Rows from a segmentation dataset
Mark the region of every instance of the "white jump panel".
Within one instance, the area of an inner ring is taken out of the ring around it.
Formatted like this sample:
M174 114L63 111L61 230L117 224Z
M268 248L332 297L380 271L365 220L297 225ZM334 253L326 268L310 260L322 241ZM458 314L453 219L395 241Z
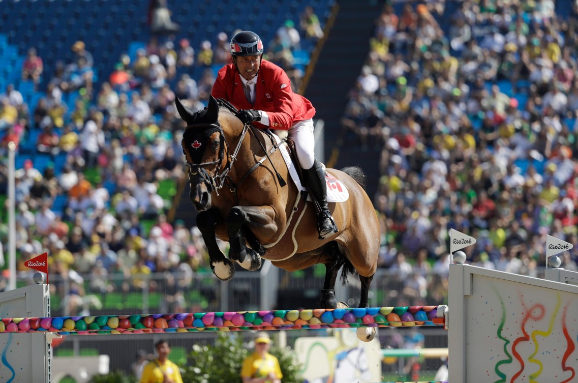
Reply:
M450 381L578 381L578 286L463 264L450 281Z

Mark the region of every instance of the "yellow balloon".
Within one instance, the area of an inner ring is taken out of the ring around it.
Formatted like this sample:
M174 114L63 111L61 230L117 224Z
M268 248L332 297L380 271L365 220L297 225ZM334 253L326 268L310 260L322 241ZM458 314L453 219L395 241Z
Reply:
M303 321L309 321L313 317L313 311L303 310L299 313L299 317Z

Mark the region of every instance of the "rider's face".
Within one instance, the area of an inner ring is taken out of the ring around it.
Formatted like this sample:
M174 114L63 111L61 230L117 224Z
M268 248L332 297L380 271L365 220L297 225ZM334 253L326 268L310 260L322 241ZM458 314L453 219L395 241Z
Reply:
M239 73L246 80L251 80L255 76L261 65L261 55L236 57Z

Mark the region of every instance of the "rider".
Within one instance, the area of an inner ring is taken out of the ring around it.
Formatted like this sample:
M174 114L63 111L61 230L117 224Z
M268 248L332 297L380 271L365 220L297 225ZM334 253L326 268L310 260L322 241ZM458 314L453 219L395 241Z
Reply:
M235 35L231 40L232 62L218 71L212 94L240 109L237 117L244 124L288 130L305 186L315 201L319 239L325 239L337 233L337 227L327 206L325 171L313 153L315 108L293 93L283 69L262 57L263 43L256 34L243 31Z

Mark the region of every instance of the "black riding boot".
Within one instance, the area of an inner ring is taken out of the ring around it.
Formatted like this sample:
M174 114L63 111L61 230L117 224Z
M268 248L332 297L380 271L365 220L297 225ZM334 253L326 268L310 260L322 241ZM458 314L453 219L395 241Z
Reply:
M327 186L325 171L317 160L310 169L303 171L303 181L311 194L317 211L317 231L319 239L325 240L337 233L337 226L327 206Z

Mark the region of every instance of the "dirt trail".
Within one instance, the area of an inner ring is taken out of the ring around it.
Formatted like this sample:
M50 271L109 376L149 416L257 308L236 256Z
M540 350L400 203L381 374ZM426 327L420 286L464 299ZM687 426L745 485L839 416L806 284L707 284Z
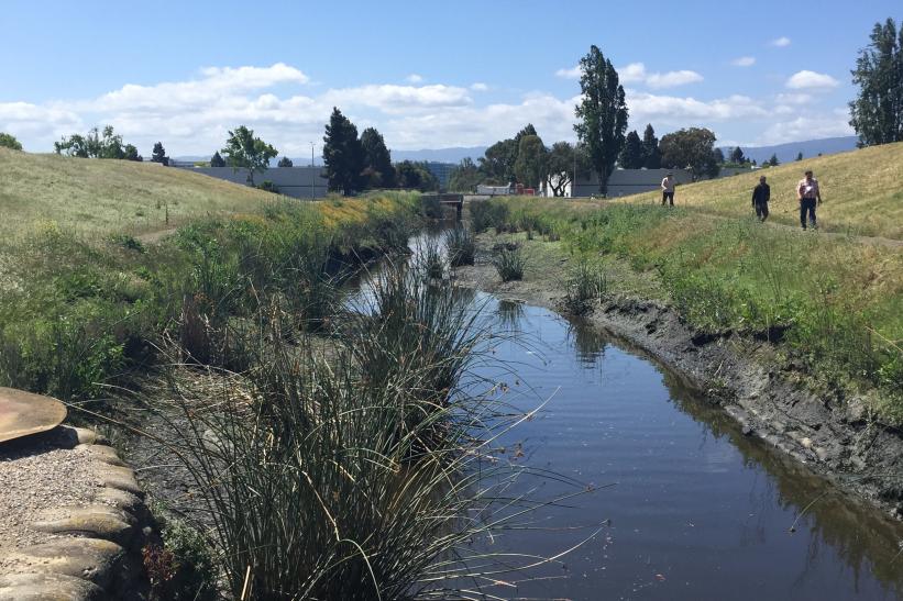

#### Short task
Gather every line above that contains the word "region" and copy each one out in full.

#### Result for this exercise
Mark the region of every instance of the "white jump panel".
Mark the region of every instance of the "yellow balloon".
Mark the region of every instance of the "rider's face".
Mark the region of every instance of the "rider".
Mark the region of every instance of the "black riding boot".
Mark the region of every instance of the "dirt trail".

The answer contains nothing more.